» **What you should do**
Start at the top line and retype the data exactly through to the end.

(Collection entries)

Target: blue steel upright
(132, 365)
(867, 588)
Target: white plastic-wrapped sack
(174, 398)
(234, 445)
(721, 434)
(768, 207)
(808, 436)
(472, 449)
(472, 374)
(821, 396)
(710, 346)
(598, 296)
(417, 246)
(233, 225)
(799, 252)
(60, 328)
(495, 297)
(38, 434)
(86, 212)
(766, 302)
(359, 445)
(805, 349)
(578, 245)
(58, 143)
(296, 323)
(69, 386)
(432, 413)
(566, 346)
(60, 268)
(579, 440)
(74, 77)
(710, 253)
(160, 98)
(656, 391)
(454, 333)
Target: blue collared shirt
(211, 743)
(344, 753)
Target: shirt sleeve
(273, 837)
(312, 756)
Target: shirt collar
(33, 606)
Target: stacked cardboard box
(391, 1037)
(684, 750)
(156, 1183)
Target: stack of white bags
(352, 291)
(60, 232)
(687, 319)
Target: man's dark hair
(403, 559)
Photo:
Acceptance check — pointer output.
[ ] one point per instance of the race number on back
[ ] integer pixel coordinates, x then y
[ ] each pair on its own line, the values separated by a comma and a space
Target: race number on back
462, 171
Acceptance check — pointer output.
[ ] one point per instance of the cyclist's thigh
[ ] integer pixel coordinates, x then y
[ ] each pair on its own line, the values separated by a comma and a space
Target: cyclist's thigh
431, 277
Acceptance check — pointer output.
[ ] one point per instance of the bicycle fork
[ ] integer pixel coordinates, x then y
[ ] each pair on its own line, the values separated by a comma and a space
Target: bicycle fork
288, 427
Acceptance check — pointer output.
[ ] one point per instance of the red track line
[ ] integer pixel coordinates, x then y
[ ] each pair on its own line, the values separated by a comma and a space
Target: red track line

» **Solved exercise**
Target: blue steel upright
(132, 365)
(867, 588)
Target: white plastic-wrapped sack
(174, 398)
(234, 445)
(721, 434)
(768, 207)
(808, 436)
(472, 449)
(472, 374)
(821, 396)
(710, 346)
(598, 296)
(417, 246)
(233, 225)
(799, 252)
(60, 328)
(495, 297)
(38, 434)
(86, 212)
(766, 302)
(359, 445)
(805, 349)
(578, 245)
(58, 143)
(296, 323)
(69, 386)
(432, 413)
(566, 346)
(60, 268)
(579, 440)
(74, 77)
(710, 253)
(160, 98)
(656, 391)
(454, 333)
Target: blue collared shirt
(211, 743)
(344, 753)
Target: shirt sleeve
(273, 837)
(312, 756)
Target: shirt collar
(33, 606)
Target: stacked cardboard box
(391, 1037)
(684, 750)
(156, 1183)
Target: stack of white bags
(352, 291)
(60, 232)
(687, 319)
Target: man's dark hair
(403, 559)
Photo:
Acceptance check — pointer output.
[ ] one point per instance of the race number on back
[ ] integer pixel coordinates, x then y
[ ] each pair on its own line, the values separated by a comma and a space
Target: race number on back
462, 171
Acceptance check — pointer output.
[ ] one point per instance of the cyclist's thigh
[ ] integer pixel coordinates, x then y
[ ] each pair on its own line, the values separated by a comma and a space
Target: cyclist's thigh
431, 277
Acceptance check — pointer output.
[ ] one point per instance of the bicycle fork
[ ] integer pixel coordinates, x then y
[ ] each pair on its own line, the values separated by a comma and a space
Target: bicycle fork
288, 427
Acceptance check — pointer output.
[ ] one point per instance of the red track line
[ ] integer pixel coordinates, x then y
[ ] each pair on its own line, the values separated by a comma and a space
Target: red track line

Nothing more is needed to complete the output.